----- PROVIDED INFORMATION
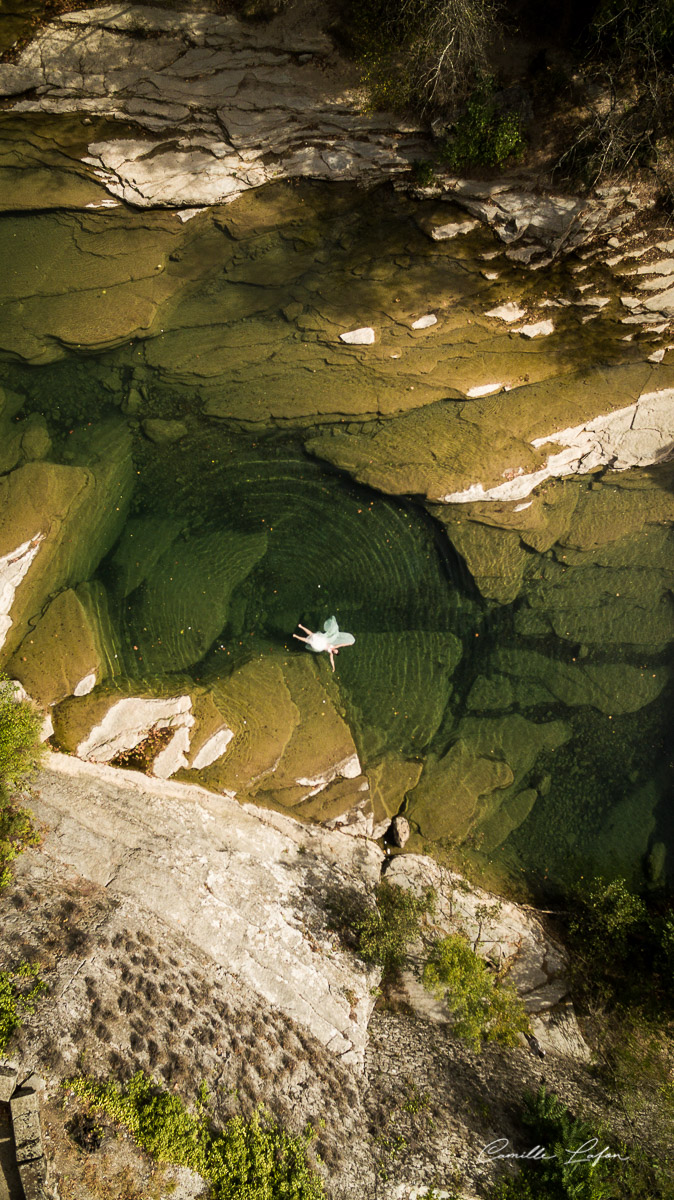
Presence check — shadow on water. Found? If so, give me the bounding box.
[4,177,674,893]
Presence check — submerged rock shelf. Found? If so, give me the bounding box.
[0,138,674,902]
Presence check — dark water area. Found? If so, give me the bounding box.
[2,180,674,898]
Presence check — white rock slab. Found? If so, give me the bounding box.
[73,671,96,696]
[518,317,554,337]
[77,696,194,762]
[485,300,526,324]
[465,383,506,400]
[339,325,374,346]
[441,388,674,504]
[634,258,674,275]
[189,726,234,770]
[0,533,44,647]
[431,217,481,241]
[32,755,384,1068]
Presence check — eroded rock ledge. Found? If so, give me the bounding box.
[0,4,423,206]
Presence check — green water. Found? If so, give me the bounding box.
[0,177,674,894]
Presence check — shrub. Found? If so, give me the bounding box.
[441,91,524,170]
[423,934,529,1050]
[349,881,435,973]
[66,1070,324,1200]
[0,962,46,1054]
[0,676,42,796]
[0,676,43,888]
[491,1087,660,1200]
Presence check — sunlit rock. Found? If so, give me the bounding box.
[339,325,374,346]
[0,424,133,656]
[127,529,267,674]
[405,715,571,844]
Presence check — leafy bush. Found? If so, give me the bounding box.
[0,962,46,1054]
[66,1070,324,1200]
[349,881,435,972]
[343,0,500,113]
[0,676,42,796]
[0,676,43,888]
[441,91,524,170]
[489,1087,661,1200]
[423,934,529,1050]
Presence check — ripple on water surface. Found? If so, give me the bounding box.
[0,185,674,902]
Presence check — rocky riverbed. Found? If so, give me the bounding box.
[0,5,674,1200]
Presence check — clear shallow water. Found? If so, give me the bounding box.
[4,175,674,892]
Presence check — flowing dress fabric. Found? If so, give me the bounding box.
[323,617,355,650]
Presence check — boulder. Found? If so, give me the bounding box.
[30,755,384,1070]
[8,581,121,708]
[0,425,133,660]
[391,816,410,848]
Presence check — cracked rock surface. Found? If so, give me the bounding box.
[0,4,423,208]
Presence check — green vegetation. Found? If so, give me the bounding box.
[66,1072,324,1200]
[567,878,674,1013]
[489,1087,663,1200]
[423,934,529,1050]
[0,962,47,1054]
[0,676,42,888]
[440,90,524,170]
[343,0,498,113]
[348,881,435,974]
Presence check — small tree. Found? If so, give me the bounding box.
[0,676,43,887]
[423,934,529,1050]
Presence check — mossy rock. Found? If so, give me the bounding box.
[106,516,186,598]
[405,738,513,841]
[331,630,462,763]
[367,754,423,822]
[434,516,530,604]
[250,655,362,806]
[0,426,133,658]
[407,714,571,841]
[307,364,674,502]
[480,787,538,854]
[183,655,300,798]
[8,582,121,707]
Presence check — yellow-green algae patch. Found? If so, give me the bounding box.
[8,581,121,707]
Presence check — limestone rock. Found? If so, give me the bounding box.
[10,582,121,707]
[518,320,554,337]
[0,5,422,208]
[0,427,133,658]
[391,816,410,848]
[308,362,674,504]
[143,418,187,445]
[339,325,374,346]
[53,677,194,778]
[28,755,384,1069]
[0,1063,18,1104]
[385,854,590,1061]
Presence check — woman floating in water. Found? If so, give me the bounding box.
[293,617,355,671]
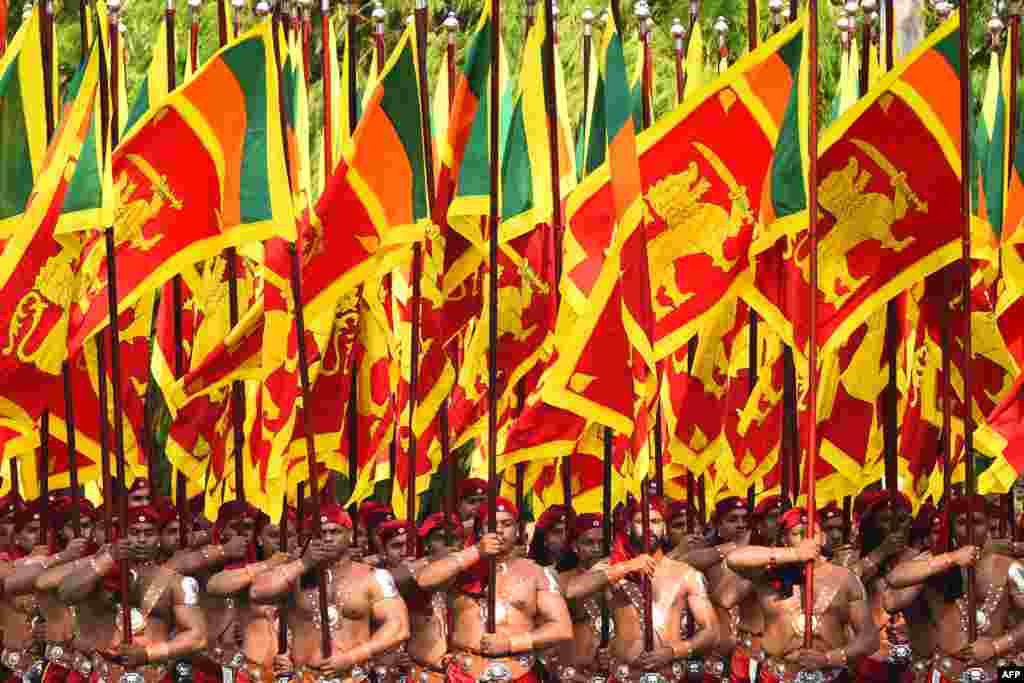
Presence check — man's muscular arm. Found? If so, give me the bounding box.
[124,577,207,667]
[725,539,820,578]
[165,536,249,574]
[562,555,657,600]
[319,569,410,675]
[59,549,117,605]
[678,543,740,571]
[827,573,880,663]
[886,546,978,590]
[416,533,502,591]
[480,568,573,656]
[206,554,288,595]
[3,539,87,595]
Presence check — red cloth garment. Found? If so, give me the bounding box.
[41,661,71,683]
[853,657,913,683]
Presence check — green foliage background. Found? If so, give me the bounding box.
[0,0,992,143]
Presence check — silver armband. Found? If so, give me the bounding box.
[374,569,398,599]
[181,577,199,607]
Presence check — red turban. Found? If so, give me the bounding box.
[754,496,782,517]
[377,519,411,545]
[459,477,487,498]
[0,494,25,517]
[715,496,746,521]
[14,499,42,531]
[779,508,807,531]
[128,505,163,527]
[666,501,696,521]
[537,505,573,531]
[625,496,669,528]
[319,503,352,529]
[818,503,843,521]
[572,512,604,539]
[949,494,989,518]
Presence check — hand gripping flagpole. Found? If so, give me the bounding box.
[485,0,502,633]
[266,0,331,659]
[795,0,818,648]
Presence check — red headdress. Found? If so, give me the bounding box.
[754,496,782,518]
[779,508,807,531]
[714,496,746,522]
[572,512,604,540]
[459,477,487,499]
[377,519,412,546]
[537,505,575,531]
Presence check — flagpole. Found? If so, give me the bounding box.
[266,0,331,659]
[103,0,132,645]
[746,0,761,514]
[486,0,502,633]
[950,0,980,643]
[439,11,459,543]
[1007,7,1024,542]
[795,0,818,649]
[167,0,188,550]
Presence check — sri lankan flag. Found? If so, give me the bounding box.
[746,17,961,355]
[0,5,59,237]
[563,18,805,358]
[0,37,99,425]
[125,27,170,130]
[69,23,295,353]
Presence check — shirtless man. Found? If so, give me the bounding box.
[544,513,657,683]
[249,503,409,682]
[59,507,207,683]
[440,498,572,683]
[609,498,719,683]
[667,501,707,553]
[457,478,487,537]
[886,496,1024,683]
[846,490,913,683]
[674,497,759,681]
[526,505,573,571]
[726,508,879,683]
[206,508,298,683]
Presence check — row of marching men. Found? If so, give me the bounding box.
[0,479,1024,683]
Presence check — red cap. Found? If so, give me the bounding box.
[459,477,487,498]
[779,508,807,531]
[377,519,411,544]
[754,496,782,517]
[537,505,573,531]
[714,496,746,520]
[572,512,604,539]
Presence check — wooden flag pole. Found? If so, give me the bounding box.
[794,0,818,649]
[100,0,132,645]
[266,0,331,659]
[949,0,981,643]
[486,0,502,633]
[405,0,436,544]
[164,0,188,550]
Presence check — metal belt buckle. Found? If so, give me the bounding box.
[480,661,512,683]
[961,667,988,683]
[793,671,825,683]
[887,643,913,665]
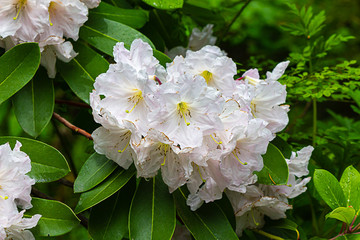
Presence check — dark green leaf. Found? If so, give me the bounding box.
[24,198,80,236]
[129,174,176,239]
[173,188,238,240]
[325,207,355,225]
[0,137,70,182]
[314,169,347,209]
[75,166,135,213]
[89,178,136,240]
[256,143,289,185]
[74,153,118,193]
[340,166,360,211]
[13,69,55,137]
[90,2,149,29]
[0,43,40,104]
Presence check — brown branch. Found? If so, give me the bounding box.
[53,112,93,140]
[55,99,91,108]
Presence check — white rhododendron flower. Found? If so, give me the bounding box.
[90,39,312,235]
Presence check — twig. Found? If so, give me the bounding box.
[55,99,91,108]
[218,0,251,44]
[53,112,93,140]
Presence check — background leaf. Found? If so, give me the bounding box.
[13,69,55,137]
[0,43,40,104]
[129,174,176,239]
[0,137,70,182]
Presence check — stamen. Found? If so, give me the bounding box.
[118,141,130,153]
[232,150,247,165]
[210,134,222,145]
[251,208,260,226]
[269,173,276,185]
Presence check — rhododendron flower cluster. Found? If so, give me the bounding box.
[90,39,311,234]
[0,142,41,240]
[0,0,100,78]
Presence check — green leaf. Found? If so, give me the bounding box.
[0,43,40,104]
[314,169,347,209]
[256,143,289,185]
[173,188,238,240]
[75,166,135,213]
[80,17,171,65]
[74,153,118,193]
[129,174,176,239]
[57,43,109,103]
[13,69,55,137]
[89,178,136,240]
[340,166,360,212]
[143,0,184,10]
[325,207,355,225]
[90,2,149,29]
[0,137,70,182]
[24,198,80,236]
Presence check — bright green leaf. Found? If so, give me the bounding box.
[24,198,80,236]
[256,143,289,185]
[0,137,70,182]
[13,69,55,137]
[326,207,355,225]
[173,188,238,240]
[129,174,176,239]
[75,166,135,213]
[314,169,347,209]
[340,166,360,211]
[74,153,118,193]
[0,43,40,104]
[89,178,136,240]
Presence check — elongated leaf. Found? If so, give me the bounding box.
[314,169,347,209]
[0,137,70,182]
[24,198,80,236]
[74,153,118,193]
[80,16,171,65]
[57,43,109,103]
[256,143,289,185]
[326,207,355,225]
[90,2,149,29]
[173,188,238,240]
[0,43,40,104]
[340,166,360,212]
[129,174,176,239]
[75,166,135,213]
[13,69,55,137]
[89,178,136,240]
[143,0,184,10]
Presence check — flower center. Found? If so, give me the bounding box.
[177,102,191,126]
[125,89,143,113]
[200,70,213,84]
[13,0,27,20]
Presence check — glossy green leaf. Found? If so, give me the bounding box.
[143,0,184,10]
[13,69,55,137]
[74,153,118,193]
[80,17,171,65]
[325,207,355,225]
[57,43,109,103]
[129,174,176,239]
[0,137,70,182]
[89,178,136,240]
[314,169,347,209]
[24,198,80,236]
[0,43,40,104]
[90,2,149,29]
[256,143,289,185]
[340,166,360,212]
[173,188,238,240]
[75,166,135,213]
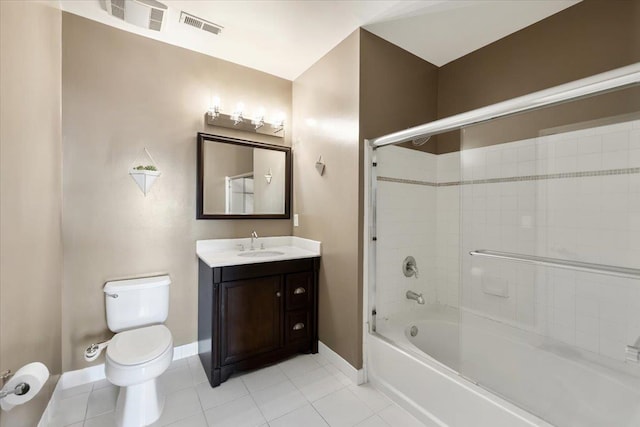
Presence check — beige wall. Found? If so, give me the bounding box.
[293,30,362,368]
[0,1,62,427]
[438,0,640,154]
[62,13,292,371]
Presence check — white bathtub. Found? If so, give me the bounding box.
[367,306,640,427]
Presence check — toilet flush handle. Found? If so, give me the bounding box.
[84,340,111,362]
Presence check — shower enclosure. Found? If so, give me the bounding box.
[366,64,640,427]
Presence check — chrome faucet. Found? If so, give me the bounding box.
[407,291,424,304]
[402,256,418,279]
[249,230,258,251]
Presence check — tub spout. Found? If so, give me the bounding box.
[407,291,424,304]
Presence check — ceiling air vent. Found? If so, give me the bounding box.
[180,12,224,35]
[105,0,167,31]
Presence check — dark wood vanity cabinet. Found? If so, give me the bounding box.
[198,257,320,387]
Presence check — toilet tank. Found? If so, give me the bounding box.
[104,276,171,332]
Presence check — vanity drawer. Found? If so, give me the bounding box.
[284,311,311,344]
[285,272,313,310]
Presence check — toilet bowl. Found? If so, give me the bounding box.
[96,276,173,427]
[105,325,173,427]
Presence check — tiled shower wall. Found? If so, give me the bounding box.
[461,120,640,361]
[377,120,640,360]
[376,146,437,316]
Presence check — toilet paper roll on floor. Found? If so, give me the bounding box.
[0,362,49,411]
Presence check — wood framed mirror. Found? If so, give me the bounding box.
[196,132,291,219]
----------
Arrange the stretch of the material from the line containing "Presence check — clear" through the line containing "[323,617,355,650]" as a two-column CSV with the headers text and answer. Give one row per item, with its wording and its answer each in a single quoted field and any line breaks replaced by spaces.

> [EXERCISE OUTPUT]
text,answer
"Presence check — clear shallow water. Found? If so, give me the bounding box.","[4,175,674,892]"
"Presence check — flowing dress fabric. Found? If so, give me the bounding box.","[323,617,355,650]"